Now, let's implement a training function optimized for TPUs.

In [None]:
def train_style_transfer_tpu(
    model: StripedHyenaStyleTransferModel,
    content_img: torch.Tensor,
    style_img: torch.Tensor,
    num_iterations: int = 1000,
    lr: float = 1e-3
) -> torch.Tensor:
    """
    Train the style transfer model for a specific content-style pair using TPU.

    Args:
        model: StripedHyenaStyleTransferModel instance
        content_img: Content image tensor of shape [1, 3, height, width]
        style_img: Style image tensor of shape [1, 3, height, width]
        num_iterations: Number of optimization iterations
        lr: Learning rate

    Returns:
        Stylized image tensor
    """
    # Move model and data to TPU
    model = model.to(device)
    content_img = content_img.to(device)
    style_img = style_img.to(device)

    # Initialize optimizer
    optimizer = torch.optim.Adam(model.synthesis_network.parameters(), lr=lr)

    # Training loop
    for i in range(num_iterations):
        # Forward pass
        stylized_img, losses = model(content_img, style_img)

        # Backward pass
        optimizer.zero_grad()
        losses['total'].backward()

        # Update weights with TPU optimization
        xm.optimizer_step(optimizer)

        # Print progress
        if (i + 1) % 100 == 0:
            # Move losses to CPU for printing
            total_loss = losses['total'].item()
            content_loss = losses['content'].item()
            style_loss = losses['style'].item()
            tv_loss = losses['tv'].item()

            print(f"Iteration {i+1}/{num_iterations}, "
                  f"Total Loss: {total_loss:.4f}, "
                  f"Content Loss: {content_loss:.4f}, "
                  f"Style Loss: {style_loss:.4f}, "
                  f"TV Loss: {tv_loss:.4f}")

## Work item
Decide whether each statement agrees with the training code above, answering yes or no and quoting the words of the code that settle it. (a) The Adam optimizer receives the parameters of the model's synthesis network. (b) The default number of iterations is 500. (c) Progress is printed once every 100 iterations.

[Data items]
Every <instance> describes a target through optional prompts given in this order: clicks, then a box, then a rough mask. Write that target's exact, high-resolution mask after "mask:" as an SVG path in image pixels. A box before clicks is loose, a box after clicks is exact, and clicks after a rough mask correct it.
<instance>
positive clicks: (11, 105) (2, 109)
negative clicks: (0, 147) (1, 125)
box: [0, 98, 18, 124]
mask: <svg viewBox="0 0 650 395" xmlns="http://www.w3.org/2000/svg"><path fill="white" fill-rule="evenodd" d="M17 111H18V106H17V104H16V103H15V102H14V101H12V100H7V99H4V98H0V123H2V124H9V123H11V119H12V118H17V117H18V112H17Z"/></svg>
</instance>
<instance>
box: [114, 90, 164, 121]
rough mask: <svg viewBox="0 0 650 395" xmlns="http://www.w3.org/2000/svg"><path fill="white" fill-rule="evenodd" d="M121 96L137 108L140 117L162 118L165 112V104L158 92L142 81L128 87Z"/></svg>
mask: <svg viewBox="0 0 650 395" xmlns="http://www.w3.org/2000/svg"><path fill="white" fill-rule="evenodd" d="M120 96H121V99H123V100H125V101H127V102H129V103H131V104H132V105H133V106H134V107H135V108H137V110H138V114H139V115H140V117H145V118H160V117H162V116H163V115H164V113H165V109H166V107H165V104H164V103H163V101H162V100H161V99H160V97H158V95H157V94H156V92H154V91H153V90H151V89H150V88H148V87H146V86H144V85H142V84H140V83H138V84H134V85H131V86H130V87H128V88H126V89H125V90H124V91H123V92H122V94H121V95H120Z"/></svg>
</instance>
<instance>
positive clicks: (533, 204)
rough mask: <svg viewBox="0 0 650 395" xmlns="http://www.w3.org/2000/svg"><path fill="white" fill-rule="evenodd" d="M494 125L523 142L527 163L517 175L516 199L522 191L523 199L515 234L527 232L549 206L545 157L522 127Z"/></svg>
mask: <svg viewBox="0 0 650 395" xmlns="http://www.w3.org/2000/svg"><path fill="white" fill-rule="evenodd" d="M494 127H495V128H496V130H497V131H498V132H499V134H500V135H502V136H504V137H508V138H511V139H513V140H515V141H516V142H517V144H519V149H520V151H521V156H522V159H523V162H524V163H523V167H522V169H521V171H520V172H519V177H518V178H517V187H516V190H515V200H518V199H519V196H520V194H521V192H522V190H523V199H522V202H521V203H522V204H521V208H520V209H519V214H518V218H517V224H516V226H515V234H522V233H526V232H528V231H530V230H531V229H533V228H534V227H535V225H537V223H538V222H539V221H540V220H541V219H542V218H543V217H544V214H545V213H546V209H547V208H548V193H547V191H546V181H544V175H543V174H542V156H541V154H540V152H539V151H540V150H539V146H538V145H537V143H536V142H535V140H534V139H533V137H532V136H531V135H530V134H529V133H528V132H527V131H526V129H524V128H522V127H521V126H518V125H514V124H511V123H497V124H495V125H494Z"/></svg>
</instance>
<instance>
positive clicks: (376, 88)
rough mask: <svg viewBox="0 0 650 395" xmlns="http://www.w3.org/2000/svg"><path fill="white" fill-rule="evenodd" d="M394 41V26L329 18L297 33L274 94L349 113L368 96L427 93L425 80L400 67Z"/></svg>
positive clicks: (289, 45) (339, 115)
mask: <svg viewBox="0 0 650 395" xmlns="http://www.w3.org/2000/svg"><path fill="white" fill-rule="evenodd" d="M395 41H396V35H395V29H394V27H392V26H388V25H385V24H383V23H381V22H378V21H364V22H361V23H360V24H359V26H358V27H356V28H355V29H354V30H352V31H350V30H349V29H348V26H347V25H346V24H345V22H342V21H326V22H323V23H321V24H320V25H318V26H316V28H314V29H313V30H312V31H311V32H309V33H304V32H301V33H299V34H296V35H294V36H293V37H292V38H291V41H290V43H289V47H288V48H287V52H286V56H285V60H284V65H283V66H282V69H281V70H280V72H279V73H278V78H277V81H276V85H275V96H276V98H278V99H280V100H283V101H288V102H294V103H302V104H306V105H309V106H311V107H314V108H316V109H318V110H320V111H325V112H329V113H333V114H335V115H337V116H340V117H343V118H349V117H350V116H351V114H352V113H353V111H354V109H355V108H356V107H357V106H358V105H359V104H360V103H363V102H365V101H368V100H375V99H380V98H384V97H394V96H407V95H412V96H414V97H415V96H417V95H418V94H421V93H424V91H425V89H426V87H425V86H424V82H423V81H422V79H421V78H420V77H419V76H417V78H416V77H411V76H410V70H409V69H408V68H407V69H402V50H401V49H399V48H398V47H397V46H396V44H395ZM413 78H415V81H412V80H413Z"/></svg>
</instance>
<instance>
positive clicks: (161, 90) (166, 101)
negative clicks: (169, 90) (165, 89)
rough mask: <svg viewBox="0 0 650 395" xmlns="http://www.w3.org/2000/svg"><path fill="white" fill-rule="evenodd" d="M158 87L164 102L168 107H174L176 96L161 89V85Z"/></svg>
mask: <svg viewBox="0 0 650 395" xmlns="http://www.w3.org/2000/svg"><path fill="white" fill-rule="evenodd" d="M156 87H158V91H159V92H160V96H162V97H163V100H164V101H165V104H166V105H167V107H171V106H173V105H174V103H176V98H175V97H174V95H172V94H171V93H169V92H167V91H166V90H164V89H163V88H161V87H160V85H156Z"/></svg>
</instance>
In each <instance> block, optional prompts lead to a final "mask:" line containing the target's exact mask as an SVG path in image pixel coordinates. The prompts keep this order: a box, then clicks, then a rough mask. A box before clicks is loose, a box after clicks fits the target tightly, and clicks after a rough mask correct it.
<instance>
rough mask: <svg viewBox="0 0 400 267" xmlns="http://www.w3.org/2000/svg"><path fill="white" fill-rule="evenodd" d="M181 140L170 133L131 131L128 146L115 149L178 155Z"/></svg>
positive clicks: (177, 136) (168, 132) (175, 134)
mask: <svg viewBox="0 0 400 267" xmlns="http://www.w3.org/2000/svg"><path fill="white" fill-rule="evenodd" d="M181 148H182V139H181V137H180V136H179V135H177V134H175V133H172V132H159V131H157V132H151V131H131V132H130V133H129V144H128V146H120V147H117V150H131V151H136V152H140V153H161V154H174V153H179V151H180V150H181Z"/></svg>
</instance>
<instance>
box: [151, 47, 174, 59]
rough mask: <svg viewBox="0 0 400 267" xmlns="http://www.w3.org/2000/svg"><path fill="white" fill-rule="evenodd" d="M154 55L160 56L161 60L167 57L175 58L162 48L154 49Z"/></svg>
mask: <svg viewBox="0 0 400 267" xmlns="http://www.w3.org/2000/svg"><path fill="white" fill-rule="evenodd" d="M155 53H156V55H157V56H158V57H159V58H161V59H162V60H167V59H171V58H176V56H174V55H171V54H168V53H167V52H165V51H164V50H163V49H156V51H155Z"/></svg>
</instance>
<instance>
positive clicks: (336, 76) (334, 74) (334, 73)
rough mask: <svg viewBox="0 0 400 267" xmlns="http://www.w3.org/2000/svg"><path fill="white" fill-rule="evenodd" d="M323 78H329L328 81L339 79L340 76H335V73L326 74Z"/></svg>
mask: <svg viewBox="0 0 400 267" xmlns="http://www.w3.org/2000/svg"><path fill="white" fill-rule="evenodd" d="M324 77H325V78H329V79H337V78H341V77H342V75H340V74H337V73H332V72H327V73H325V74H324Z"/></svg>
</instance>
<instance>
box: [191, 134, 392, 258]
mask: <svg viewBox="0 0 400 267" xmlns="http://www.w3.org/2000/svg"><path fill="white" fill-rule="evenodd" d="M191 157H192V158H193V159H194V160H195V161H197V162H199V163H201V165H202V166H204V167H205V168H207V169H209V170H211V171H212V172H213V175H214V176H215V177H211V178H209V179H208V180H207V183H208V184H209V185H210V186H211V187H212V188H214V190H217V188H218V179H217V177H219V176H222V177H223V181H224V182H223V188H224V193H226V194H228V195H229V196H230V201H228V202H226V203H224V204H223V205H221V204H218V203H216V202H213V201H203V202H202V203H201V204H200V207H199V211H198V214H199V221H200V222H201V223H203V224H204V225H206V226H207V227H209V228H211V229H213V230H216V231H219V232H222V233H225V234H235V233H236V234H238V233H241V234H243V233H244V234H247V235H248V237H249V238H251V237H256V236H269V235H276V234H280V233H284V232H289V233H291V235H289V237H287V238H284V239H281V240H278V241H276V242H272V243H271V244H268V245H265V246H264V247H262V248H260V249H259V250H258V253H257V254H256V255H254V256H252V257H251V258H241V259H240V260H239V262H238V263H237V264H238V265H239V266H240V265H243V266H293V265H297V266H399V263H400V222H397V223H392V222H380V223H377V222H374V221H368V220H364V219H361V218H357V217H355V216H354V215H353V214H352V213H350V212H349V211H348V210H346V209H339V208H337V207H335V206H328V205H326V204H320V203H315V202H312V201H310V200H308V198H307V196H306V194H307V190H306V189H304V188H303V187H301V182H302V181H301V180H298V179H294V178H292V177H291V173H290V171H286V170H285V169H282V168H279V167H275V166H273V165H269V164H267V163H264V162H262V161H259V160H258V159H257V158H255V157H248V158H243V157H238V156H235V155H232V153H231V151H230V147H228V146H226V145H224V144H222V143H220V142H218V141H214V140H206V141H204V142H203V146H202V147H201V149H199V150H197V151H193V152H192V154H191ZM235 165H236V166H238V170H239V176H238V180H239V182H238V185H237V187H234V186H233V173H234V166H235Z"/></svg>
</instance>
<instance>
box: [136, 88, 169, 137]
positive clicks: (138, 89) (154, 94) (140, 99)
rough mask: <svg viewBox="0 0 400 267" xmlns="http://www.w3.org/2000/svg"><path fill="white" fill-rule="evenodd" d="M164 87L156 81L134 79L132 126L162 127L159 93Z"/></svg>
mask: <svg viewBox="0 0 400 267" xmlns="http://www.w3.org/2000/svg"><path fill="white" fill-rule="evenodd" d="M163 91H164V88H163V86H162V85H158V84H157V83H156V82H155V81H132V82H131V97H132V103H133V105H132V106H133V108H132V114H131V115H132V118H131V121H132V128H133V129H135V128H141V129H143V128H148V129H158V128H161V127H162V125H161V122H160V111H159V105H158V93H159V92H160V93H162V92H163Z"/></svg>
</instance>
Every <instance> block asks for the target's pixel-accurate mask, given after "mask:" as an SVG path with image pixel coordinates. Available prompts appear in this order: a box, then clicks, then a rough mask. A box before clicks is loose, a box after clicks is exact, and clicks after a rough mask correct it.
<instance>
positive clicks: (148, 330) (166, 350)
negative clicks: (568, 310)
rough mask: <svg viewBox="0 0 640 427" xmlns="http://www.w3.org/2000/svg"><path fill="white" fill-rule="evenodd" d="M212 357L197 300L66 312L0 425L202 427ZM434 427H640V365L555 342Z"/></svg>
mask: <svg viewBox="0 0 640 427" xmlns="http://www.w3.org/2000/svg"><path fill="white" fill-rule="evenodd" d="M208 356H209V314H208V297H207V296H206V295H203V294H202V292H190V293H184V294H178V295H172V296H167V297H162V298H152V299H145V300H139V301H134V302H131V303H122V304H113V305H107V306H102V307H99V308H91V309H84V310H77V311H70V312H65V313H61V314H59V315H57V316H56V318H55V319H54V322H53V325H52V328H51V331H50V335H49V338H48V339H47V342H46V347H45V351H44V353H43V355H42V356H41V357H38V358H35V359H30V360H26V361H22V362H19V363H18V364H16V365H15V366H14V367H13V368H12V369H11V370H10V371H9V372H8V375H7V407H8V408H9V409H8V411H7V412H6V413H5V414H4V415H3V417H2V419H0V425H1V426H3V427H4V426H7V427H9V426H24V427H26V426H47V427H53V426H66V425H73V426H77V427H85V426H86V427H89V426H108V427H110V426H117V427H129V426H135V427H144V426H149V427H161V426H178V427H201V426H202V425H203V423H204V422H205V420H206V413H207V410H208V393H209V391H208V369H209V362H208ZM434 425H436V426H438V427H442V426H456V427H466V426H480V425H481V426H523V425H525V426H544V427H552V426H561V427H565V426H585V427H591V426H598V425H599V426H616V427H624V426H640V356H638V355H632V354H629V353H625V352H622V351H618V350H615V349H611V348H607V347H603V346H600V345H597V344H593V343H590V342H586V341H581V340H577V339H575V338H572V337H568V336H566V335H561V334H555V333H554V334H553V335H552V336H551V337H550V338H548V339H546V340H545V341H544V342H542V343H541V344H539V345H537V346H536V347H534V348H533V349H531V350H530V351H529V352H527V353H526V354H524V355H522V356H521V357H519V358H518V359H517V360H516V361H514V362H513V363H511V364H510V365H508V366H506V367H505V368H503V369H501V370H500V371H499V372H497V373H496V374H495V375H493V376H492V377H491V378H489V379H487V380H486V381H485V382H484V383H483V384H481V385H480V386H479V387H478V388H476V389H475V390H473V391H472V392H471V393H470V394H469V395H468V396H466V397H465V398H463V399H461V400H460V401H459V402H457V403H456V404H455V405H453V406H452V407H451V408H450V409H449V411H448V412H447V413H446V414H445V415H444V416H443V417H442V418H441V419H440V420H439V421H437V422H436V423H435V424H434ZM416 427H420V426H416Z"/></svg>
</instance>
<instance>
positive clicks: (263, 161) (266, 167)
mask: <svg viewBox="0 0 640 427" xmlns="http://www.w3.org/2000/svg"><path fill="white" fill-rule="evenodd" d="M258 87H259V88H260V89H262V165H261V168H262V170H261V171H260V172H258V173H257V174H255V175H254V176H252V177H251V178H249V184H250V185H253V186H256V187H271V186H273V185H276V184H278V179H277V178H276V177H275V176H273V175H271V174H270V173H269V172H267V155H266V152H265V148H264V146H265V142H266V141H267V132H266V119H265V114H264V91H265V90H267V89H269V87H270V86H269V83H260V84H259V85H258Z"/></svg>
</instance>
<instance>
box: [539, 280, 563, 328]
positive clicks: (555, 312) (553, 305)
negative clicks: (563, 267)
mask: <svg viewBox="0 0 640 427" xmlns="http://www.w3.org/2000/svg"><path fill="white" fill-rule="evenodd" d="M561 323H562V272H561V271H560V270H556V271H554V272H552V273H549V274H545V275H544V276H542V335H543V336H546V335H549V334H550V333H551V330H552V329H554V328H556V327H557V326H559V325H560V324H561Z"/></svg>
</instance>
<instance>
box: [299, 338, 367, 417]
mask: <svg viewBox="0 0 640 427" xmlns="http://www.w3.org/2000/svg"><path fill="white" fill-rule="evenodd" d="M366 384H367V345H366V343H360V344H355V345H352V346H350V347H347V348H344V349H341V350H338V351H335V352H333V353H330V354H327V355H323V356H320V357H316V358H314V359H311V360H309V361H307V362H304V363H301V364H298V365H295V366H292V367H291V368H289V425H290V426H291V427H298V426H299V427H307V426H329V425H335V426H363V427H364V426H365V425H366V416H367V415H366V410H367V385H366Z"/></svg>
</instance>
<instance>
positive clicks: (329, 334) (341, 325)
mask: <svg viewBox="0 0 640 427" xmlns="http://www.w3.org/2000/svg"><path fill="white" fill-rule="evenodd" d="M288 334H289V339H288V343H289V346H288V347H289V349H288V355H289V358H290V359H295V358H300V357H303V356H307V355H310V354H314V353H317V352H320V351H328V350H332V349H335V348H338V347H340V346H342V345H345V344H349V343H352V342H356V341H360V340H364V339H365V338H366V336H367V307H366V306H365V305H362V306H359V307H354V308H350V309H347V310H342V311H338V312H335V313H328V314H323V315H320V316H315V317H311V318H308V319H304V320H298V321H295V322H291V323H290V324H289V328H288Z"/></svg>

## Output of the task
(a) Yes: "optimizer = torch.optim.Adam(model.synthesis_network.parameters(), lr=lr)"
(b) No: "num_iterations: int = 1000"
(c) Yes: "if (i + 1) % 100 == 0:"